Go through the data below line by line. Give only the number of lines that contain "crossing".

*** Records supplied Section Begins ***

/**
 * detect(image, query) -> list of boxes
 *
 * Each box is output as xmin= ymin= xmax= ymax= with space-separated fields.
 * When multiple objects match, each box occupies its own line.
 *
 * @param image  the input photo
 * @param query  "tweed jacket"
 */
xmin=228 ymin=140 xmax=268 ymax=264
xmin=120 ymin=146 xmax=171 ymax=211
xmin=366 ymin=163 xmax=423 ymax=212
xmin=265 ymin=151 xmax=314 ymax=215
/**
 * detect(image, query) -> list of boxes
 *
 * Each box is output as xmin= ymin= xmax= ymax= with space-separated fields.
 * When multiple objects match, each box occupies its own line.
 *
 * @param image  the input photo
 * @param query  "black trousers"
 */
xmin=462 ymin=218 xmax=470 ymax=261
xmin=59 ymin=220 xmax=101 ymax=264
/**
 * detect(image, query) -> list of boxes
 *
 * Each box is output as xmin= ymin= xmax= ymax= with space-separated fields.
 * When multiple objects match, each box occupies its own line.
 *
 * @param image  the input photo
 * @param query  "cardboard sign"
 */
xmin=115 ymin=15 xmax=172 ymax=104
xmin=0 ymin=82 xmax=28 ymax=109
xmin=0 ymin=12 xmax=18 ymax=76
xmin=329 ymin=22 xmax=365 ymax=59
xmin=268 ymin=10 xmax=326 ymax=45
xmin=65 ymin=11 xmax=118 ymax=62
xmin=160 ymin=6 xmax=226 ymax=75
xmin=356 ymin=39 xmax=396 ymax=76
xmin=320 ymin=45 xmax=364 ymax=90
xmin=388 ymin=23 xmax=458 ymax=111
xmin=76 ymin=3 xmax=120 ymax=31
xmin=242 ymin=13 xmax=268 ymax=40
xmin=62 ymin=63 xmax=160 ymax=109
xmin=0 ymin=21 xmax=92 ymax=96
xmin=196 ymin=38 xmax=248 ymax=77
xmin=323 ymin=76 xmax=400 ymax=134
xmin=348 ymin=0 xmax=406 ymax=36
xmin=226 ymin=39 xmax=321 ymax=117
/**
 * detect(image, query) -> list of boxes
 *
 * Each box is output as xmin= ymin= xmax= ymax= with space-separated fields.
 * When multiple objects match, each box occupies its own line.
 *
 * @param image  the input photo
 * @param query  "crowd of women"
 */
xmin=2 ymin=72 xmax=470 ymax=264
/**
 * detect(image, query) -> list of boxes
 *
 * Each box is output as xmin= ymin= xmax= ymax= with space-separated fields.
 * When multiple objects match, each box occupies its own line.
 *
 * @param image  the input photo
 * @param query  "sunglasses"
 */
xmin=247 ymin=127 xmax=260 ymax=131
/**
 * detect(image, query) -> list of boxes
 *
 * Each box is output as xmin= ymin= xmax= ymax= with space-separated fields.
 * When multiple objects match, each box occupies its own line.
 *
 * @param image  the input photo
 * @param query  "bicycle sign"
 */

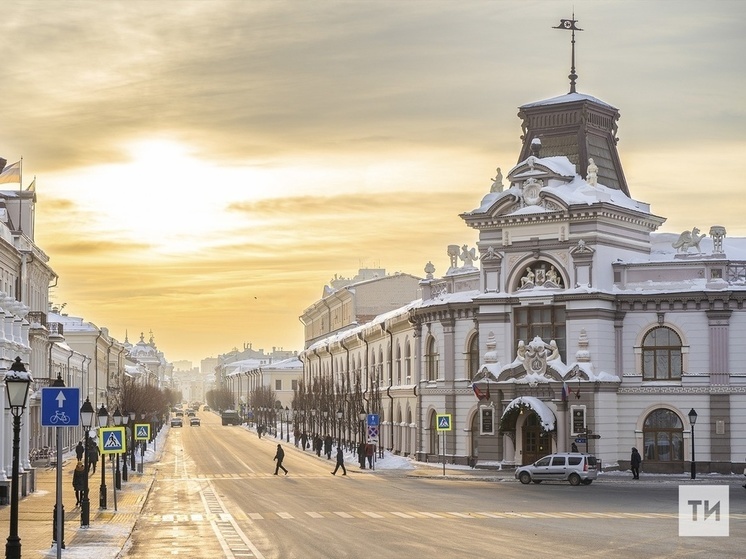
xmin=40 ymin=387 xmax=80 ymax=427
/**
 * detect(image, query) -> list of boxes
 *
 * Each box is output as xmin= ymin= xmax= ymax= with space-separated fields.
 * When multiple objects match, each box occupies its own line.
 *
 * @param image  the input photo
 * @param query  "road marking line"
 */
xmin=391 ymin=512 xmax=414 ymax=519
xmin=277 ymin=512 xmax=293 ymax=519
xmin=334 ymin=512 xmax=354 ymax=518
xmin=418 ymin=512 xmax=444 ymax=518
xmin=362 ymin=512 xmax=384 ymax=518
xmin=247 ymin=513 xmax=263 ymax=520
xmin=306 ymin=512 xmax=324 ymax=518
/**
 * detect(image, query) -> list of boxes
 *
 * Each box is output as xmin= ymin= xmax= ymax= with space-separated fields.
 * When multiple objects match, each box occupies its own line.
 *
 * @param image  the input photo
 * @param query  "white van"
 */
xmin=515 ymin=453 xmax=598 ymax=486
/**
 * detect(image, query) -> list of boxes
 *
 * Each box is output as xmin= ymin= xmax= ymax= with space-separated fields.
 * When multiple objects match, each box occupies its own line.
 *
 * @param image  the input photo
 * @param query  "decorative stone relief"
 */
xmin=516 ymin=262 xmax=564 ymax=290
xmin=424 ymin=261 xmax=435 ymax=280
xmin=520 ymin=178 xmax=543 ymax=207
xmin=586 ymin=158 xmax=598 ymax=186
xmin=575 ymin=329 xmax=590 ymax=363
xmin=459 ymin=245 xmax=479 ymax=268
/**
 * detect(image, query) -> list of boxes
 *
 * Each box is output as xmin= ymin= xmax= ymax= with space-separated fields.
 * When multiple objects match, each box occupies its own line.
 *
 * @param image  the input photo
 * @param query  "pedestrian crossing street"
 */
xmin=139 ymin=510 xmax=746 ymax=523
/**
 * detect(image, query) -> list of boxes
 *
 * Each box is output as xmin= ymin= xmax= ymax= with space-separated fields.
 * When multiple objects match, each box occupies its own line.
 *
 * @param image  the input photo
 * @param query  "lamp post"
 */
xmin=121 ymin=410 xmax=129 ymax=482
xmin=359 ymin=408 xmax=367 ymax=446
xmin=279 ymin=404 xmax=284 ymax=440
xmin=97 ymin=404 xmax=108 ymax=509
xmin=5 ymin=356 xmax=32 ymax=559
xmin=128 ymin=411 xmax=136 ymax=470
xmin=112 ymin=408 xmax=122 ymax=489
xmin=79 ymin=399 xmax=94 ymax=528
xmin=285 ymin=407 xmax=291 ymax=443
xmin=337 ymin=408 xmax=343 ymax=447
xmin=688 ymin=408 xmax=698 ymax=480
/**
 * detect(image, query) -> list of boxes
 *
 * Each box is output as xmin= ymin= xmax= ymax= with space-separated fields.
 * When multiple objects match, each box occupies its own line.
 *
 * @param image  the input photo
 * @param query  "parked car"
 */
xmin=170 ymin=417 xmax=183 ymax=428
xmin=189 ymin=417 xmax=201 ymax=426
xmin=515 ymin=453 xmax=598 ymax=486
xmin=203 ymin=406 xmax=210 ymax=412
xmin=175 ymin=411 xmax=184 ymax=417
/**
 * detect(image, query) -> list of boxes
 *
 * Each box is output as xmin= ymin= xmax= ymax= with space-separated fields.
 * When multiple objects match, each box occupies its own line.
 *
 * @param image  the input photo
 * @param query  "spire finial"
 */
xmin=553 ymin=12 xmax=583 ymax=93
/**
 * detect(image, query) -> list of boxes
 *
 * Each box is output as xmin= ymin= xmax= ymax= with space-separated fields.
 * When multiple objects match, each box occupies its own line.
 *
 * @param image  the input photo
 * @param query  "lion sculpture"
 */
xmin=672 ymin=227 xmax=706 ymax=253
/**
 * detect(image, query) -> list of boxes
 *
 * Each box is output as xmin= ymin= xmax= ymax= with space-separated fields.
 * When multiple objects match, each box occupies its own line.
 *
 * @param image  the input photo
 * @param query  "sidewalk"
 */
xmin=0 ymin=453 xmax=156 ymax=559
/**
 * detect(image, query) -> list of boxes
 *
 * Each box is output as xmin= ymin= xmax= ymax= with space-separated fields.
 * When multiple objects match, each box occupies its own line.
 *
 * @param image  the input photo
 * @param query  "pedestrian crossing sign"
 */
xmin=436 ymin=414 xmax=452 ymax=432
xmin=134 ymin=423 xmax=151 ymax=441
xmin=99 ymin=426 xmax=127 ymax=455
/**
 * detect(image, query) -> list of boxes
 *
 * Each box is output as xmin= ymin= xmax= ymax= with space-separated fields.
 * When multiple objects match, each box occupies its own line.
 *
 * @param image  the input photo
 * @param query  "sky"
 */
xmin=0 ymin=0 xmax=744 ymax=366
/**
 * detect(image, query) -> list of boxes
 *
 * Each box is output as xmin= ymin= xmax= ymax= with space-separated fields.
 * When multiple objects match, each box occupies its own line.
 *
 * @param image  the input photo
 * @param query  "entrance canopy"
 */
xmin=500 ymin=396 xmax=556 ymax=432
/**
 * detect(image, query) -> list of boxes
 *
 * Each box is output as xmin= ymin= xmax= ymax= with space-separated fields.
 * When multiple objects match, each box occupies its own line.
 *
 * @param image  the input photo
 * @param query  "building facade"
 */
xmin=298 ymin=88 xmax=746 ymax=474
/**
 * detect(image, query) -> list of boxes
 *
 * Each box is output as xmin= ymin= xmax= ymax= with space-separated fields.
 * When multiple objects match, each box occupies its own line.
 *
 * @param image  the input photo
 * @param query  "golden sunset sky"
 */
xmin=1 ymin=1 xmax=743 ymax=366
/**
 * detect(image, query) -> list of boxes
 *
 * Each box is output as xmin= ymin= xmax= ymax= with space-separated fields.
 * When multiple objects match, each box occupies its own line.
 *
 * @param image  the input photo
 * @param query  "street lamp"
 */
xmin=79 ymin=399 xmax=94 ymax=527
xmin=128 ymin=410 xmax=136 ymax=470
xmin=112 ymin=408 xmax=122 ymax=489
xmin=121 ymin=410 xmax=129 ymax=482
xmin=359 ymin=408 xmax=367 ymax=445
xmin=97 ymin=404 xmax=109 ymax=509
xmin=337 ymin=408 xmax=343 ymax=447
xmin=688 ymin=408 xmax=698 ymax=480
xmin=5 ymin=356 xmax=32 ymax=559
xmin=285 ymin=406 xmax=291 ymax=443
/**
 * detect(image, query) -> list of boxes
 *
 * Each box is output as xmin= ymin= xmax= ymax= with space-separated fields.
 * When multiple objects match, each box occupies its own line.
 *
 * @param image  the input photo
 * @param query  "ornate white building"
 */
xmin=299 ymin=87 xmax=746 ymax=474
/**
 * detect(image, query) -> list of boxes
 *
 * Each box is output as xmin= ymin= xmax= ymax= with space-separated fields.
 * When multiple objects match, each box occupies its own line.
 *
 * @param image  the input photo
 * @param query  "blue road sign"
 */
xmin=367 ymin=414 xmax=379 ymax=427
xmin=134 ymin=423 xmax=151 ymax=441
xmin=40 ymin=387 xmax=80 ymax=427
xmin=436 ymin=414 xmax=452 ymax=432
xmin=99 ymin=427 xmax=126 ymax=455
xmin=575 ymin=437 xmax=587 ymax=444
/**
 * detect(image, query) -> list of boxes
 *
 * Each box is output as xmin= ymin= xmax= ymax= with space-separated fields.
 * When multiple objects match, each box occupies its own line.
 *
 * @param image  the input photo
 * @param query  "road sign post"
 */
xmin=436 ymin=414 xmax=452 ymax=475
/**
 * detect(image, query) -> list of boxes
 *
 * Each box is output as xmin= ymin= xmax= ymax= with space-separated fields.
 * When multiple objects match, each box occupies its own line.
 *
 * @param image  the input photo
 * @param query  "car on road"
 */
xmin=203 ymin=406 xmax=210 ymax=412
xmin=170 ymin=417 xmax=183 ymax=428
xmin=187 ymin=410 xmax=196 ymax=417
xmin=515 ymin=452 xmax=598 ymax=486
xmin=221 ymin=409 xmax=241 ymax=425
xmin=175 ymin=410 xmax=184 ymax=417
xmin=189 ymin=417 xmax=201 ymax=426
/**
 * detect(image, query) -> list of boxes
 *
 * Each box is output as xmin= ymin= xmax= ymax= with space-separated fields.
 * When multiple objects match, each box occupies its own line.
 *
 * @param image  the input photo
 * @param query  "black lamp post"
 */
xmin=688 ymin=408 xmax=698 ymax=480
xmin=97 ymin=404 xmax=108 ymax=509
xmin=336 ymin=408 xmax=343 ymax=447
xmin=5 ymin=357 xmax=31 ymax=559
xmin=285 ymin=406 xmax=291 ymax=443
xmin=128 ymin=411 xmax=136 ymax=470
xmin=112 ymin=408 xmax=122 ymax=489
xmin=121 ymin=410 xmax=129 ymax=482
xmin=79 ymin=398 xmax=94 ymax=528
xmin=359 ymin=408 xmax=367 ymax=445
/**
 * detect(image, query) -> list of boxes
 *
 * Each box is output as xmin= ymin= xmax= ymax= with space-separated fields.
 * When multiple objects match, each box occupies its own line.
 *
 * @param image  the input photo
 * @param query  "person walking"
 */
xmin=630 ymin=447 xmax=642 ymax=479
xmin=273 ymin=444 xmax=288 ymax=475
xmin=324 ymin=435 xmax=333 ymax=459
xmin=365 ymin=442 xmax=375 ymax=470
xmin=86 ymin=438 xmax=99 ymax=474
xmin=72 ymin=460 xmax=86 ymax=506
xmin=75 ymin=440 xmax=85 ymax=462
xmin=331 ymin=446 xmax=347 ymax=476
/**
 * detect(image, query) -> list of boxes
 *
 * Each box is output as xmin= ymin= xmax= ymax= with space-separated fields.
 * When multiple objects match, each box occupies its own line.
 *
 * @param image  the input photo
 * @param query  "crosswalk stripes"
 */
xmin=139 ymin=510 xmax=746 ymax=522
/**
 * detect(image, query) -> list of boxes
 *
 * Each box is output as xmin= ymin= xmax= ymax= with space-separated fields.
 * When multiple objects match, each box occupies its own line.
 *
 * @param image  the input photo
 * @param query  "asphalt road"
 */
xmin=121 ymin=411 xmax=746 ymax=559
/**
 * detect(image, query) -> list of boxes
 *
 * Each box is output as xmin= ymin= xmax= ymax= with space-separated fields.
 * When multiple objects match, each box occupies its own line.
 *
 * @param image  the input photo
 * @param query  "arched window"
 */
xmin=467 ymin=334 xmax=479 ymax=378
xmin=396 ymin=344 xmax=402 ymax=385
xmin=642 ymin=327 xmax=683 ymax=381
xmin=405 ymin=342 xmax=412 ymax=384
xmin=643 ymin=409 xmax=684 ymax=461
xmin=426 ymin=337 xmax=439 ymax=382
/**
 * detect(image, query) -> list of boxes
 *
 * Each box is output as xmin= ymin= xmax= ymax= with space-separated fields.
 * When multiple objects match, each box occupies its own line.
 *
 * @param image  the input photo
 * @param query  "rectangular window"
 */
xmin=275 ymin=379 xmax=282 ymax=391
xmin=514 ymin=305 xmax=566 ymax=360
xmin=291 ymin=380 xmax=298 ymax=391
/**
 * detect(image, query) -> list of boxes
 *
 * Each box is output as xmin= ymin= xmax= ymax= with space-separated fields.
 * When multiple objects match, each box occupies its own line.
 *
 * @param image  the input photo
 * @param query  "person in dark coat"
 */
xmin=630 ymin=447 xmax=642 ymax=479
xmin=324 ymin=435 xmax=333 ymax=459
xmin=273 ymin=444 xmax=288 ymax=475
xmin=357 ymin=442 xmax=366 ymax=469
xmin=72 ymin=460 xmax=86 ymax=506
xmin=86 ymin=439 xmax=99 ymax=473
xmin=314 ymin=435 xmax=322 ymax=457
xmin=331 ymin=446 xmax=347 ymax=475
xmin=301 ymin=432 xmax=308 ymax=450
xmin=365 ymin=443 xmax=375 ymax=469
xmin=75 ymin=440 xmax=85 ymax=461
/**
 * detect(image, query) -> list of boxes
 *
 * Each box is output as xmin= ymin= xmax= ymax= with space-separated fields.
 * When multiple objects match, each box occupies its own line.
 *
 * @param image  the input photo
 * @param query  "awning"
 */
xmin=499 ymin=396 xmax=556 ymax=432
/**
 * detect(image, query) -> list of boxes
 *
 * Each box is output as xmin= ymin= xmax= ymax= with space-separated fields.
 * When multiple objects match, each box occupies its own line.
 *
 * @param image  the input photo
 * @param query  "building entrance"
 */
xmin=522 ymin=412 xmax=552 ymax=465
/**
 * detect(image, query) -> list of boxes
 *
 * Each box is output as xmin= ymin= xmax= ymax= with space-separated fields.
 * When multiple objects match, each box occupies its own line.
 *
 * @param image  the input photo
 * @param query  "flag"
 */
xmin=26 ymin=177 xmax=36 ymax=192
xmin=0 ymin=161 xmax=21 ymax=184
xmin=472 ymin=383 xmax=489 ymax=401
xmin=553 ymin=19 xmax=582 ymax=31
xmin=561 ymin=381 xmax=569 ymax=402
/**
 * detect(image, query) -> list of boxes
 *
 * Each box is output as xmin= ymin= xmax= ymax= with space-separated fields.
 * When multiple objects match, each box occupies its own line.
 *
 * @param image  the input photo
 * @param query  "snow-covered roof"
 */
xmin=520 ymin=91 xmax=617 ymax=110
xmin=501 ymin=396 xmax=555 ymax=431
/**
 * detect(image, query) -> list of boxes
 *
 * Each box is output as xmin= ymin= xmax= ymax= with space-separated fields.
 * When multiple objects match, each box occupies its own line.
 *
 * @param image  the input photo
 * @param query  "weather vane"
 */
xmin=553 ymin=12 xmax=583 ymax=93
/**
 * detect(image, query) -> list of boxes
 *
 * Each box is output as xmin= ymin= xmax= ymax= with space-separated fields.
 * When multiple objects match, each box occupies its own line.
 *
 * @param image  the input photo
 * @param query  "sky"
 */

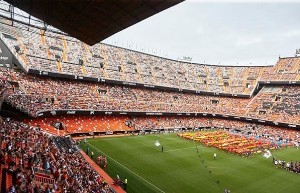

*** Records supplied Section Ends ***

Written answer
2